# Exercise instructions
Copy out, unchanged, the lines from the one containing "Indicate the rigging" to the one containing "pixel 75 111", both included.

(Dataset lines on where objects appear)
• • • • •
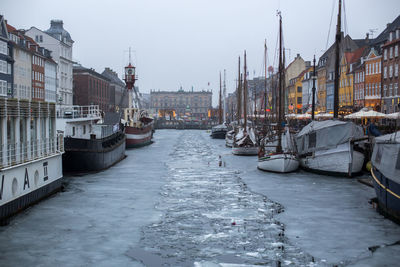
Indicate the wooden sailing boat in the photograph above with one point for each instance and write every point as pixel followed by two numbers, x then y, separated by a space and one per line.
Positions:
pixel 329 147
pixel 219 131
pixel 244 141
pixel 282 159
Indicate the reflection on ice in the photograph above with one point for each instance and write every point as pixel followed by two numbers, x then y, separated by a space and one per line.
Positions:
pixel 211 218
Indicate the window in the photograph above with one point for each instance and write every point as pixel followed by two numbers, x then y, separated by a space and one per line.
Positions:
pixel 3 48
pixel 3 88
pixel 3 66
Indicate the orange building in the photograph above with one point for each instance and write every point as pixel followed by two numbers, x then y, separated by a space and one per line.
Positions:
pixel 373 71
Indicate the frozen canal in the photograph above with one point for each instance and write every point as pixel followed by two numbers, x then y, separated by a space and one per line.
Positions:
pixel 172 204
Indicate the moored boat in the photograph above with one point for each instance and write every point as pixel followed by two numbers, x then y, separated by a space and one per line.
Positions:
pixel 89 145
pixel 330 147
pixel 386 174
pixel 30 154
pixel 219 131
pixel 138 128
pixel 229 138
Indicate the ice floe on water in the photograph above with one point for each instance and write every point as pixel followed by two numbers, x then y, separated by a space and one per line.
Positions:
pixel 211 218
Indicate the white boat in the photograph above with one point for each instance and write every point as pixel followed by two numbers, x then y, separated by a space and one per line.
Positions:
pixel 30 154
pixel 283 162
pixel 329 147
pixel 244 143
pixel 386 174
pixel 229 138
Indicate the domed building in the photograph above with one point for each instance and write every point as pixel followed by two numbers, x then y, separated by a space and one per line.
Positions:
pixel 59 41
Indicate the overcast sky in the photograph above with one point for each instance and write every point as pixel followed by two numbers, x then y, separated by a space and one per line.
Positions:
pixel 187 42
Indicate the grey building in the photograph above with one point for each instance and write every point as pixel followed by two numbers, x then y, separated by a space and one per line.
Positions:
pixel 118 93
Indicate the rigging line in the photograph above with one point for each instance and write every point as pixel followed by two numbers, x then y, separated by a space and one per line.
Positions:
pixel 346 29
pixel 330 24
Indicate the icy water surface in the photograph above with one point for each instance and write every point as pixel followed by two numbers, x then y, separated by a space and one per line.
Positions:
pixel 211 216
pixel 187 201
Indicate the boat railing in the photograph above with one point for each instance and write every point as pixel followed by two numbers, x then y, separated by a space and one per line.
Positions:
pixel 12 154
pixel 75 111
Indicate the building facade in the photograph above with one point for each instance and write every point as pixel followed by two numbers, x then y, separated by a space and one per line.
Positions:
pixel 6 61
pixel 91 88
pixel 372 83
pixel 293 70
pixel 390 66
pixel 59 41
pixel 193 104
pixel 307 85
pixel 119 96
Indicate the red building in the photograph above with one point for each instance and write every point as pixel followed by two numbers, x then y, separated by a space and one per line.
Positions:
pixel 91 88
pixel 391 77
pixel 38 59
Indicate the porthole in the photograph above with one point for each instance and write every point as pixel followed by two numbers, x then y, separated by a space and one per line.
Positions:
pixel 14 186
pixel 36 178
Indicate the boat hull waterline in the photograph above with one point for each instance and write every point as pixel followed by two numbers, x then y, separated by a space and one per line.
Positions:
pixel 138 137
pixel 388 195
pixel 281 163
pixel 245 151
pixel 338 161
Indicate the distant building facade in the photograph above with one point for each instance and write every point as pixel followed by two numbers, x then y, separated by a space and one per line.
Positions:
pixel 390 65
pixel 91 88
pixel 194 104
pixel 59 41
pixel 119 96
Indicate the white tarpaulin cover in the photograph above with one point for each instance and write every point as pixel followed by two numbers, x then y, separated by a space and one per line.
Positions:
pixel 327 134
pixel 393 116
pixel 365 114
pixel 386 155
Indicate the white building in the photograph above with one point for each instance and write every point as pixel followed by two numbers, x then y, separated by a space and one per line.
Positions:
pixel 307 85
pixel 59 41
pixel 50 80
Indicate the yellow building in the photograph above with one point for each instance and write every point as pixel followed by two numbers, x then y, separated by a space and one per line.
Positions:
pixel 321 95
pixel 298 93
pixel 346 84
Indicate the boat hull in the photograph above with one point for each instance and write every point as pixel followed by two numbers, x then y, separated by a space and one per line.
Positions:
pixel 138 137
pixel 26 184
pixel 245 151
pixel 341 160
pixel 218 134
pixel 388 195
pixel 281 163
pixel 93 155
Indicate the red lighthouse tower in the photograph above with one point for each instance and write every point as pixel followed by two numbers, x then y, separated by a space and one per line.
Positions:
pixel 130 75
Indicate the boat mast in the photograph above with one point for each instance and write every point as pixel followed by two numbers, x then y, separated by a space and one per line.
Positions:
pixel 313 91
pixel 220 100
pixel 224 99
pixel 245 92
pixel 337 51
pixel 239 95
pixel 265 82
pixel 279 146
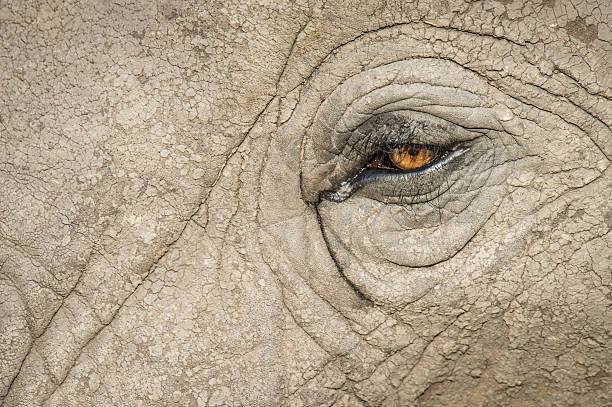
• • • • •
# Result of the exercise
Indicate the rigging line in the photograph above with one point for each instance and write every point as pixel followed by two numbers, x then y, separated by a space and one per line.
Positions:
pixel 346 29
pixel 330 24
Indicate the icy water surface in the photograph above with one point for each instance and write every point as pixel followed by two numbers, x then y, separated by a space and one per line.
Positions:
pixel 211 216
pixel 187 201
Indicate the boat railing in the photograph above with one point for each instance and write every point as pixel followed by two numbers, x then y, separated by a space and one per line.
Positions:
pixel 12 154
pixel 75 111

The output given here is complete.